== ПРИВЕДЕННЫЙ ТЕКСТ ==
/---
Насколько для всех построений Науки логики существенно признавать за пределами мысли творческую силу, видно из того, что с упразднением этой силы упраздняется и сам диалектический процесс развития понятия. Процесс этот состоит в том, что полагается а, ему противополагается b, и оба они примиряются в с. Но ясно, что это примирение состоит вовсе не в том, что мы находим третий термин с и подводим под него первый и второй термин а и b, называя их его моментами. Примирение достигается тем, что мы находим в с самую силу такого примирение а и b, при которой оба они снимаются в с; таково требование и самого Гегеля. Между тем у Гегеля мы этой силы не находим, а находим лишь игру все в новые и новые термины. Бытие и небытие примиряются в становлении; но как они примиряются, т. е. как бытие отожествляется с небытием, остается неизвестным. Бытие в широком значении этого слова и сущность примиряются в понятии; но в чем примиряющая сила понятий, также неизвестно. Субъект и объект примиряются в идее; но как они выводятся из нее, как ее подчиненные моменты, это также не выясняется. Вся диалектика Гегеля вращается лишь в области слов. И понятно почему. Чтобы а отожествлялось с b, нужно, чтобы в а была обнаружена та основная, элементарная сила изменения, которая способна перевести а в b. Этой силы в данном нашей мысли содержании понятий мы нигде не находим. Мы сознаем что в пространстве сопоставлены, а во времени сменяются различные данные, но того, что объединяет сопоставленные или сменяющиеся данные в вещь или в процесс, мы не сознаем: оно лежит за пределами сознания, в области трансцендентной для него реальности. Следовательно, если задача диалектики есть объединение различных данных сознания, то эта задача неразрешима для мысли, пока последняя не признает за своими пределами чего-то трансцендентного, недосягаемой для нее по содержанию, но мыслимой сущею, вещи в себе.
Идеализм Гегеля последовательно превращается в спиритуализм, а спиритуализм оказывается бессильным разрешить проблему мира. Ибо последняя разрешается через признание творческой силы, а дух, как нечто известное нам, такой силы не имеет; если же дух есть нечто нам не известное, то он уже не есть дух, а так и остается чем-то нам неизвестным, для чего нет названия. Гегель совершенно правильно указал на путь очищения мысли, как на средство достижения абсолютного; но его чистая мысль не вполне чиста, ибо в ней осталось опытное, феноменальное содержание, именно она сама. Его чистая мысль есть мысль о мысли, т. е. о явлении абсолютного, а не о самом абсолютном. Оставив же в чистой мысли ее саму содержанием мысли, он отожествил мысль и абсолютное, и это коренное заблуждение привело к крушению всю его философию.
\---
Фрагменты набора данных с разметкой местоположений
/---
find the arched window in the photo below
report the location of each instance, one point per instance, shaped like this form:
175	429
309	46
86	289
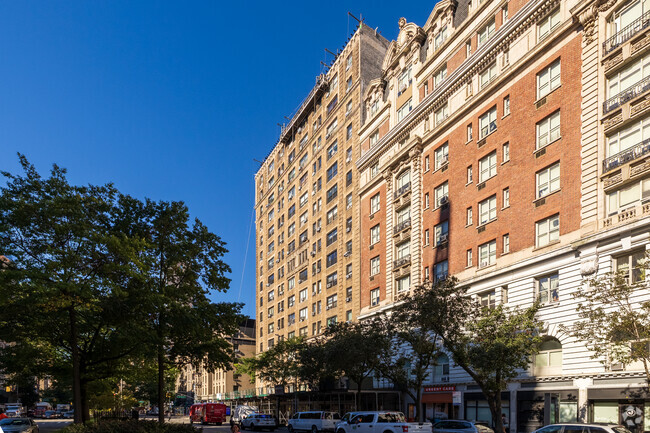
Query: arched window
549	359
\---
Перепишите дословно отрывок из текста о философии Гегеля: начиная со слов «Идеализм Гегеля последовательно» и заканчивая словами «всю его философию.» включительно.

Идеализм Гегеля последовательно превращается в спиритуализм, а спиритуализм оказывается бессильным разрешить проблему мира. Ибо последняя разрешается через признание творческой силы, а дух, как нечто известное нам, такой силы не имеет; если же дух есть нечто нам не известное, то он уже не есть дух, а так и остается чем-то нам неизвестным, для чего нет названия. Гегель совершенно правильно указал на путь очищения мысли, как на средство достижения абсолютного; но его чистая мысль не вполне чиста, ибо в ней осталось опытное, феноменальное содержание, именно она сама. Его чистая мысль есть мысль о мысли, т. е. о явлении абсолютного, а не о самом абсолютном. Оставив же в чистой мысли ее саму содержанием мысли, он отожествил мысль и абсолютное, и это коренное заблуждение привело к крушению всю его философию.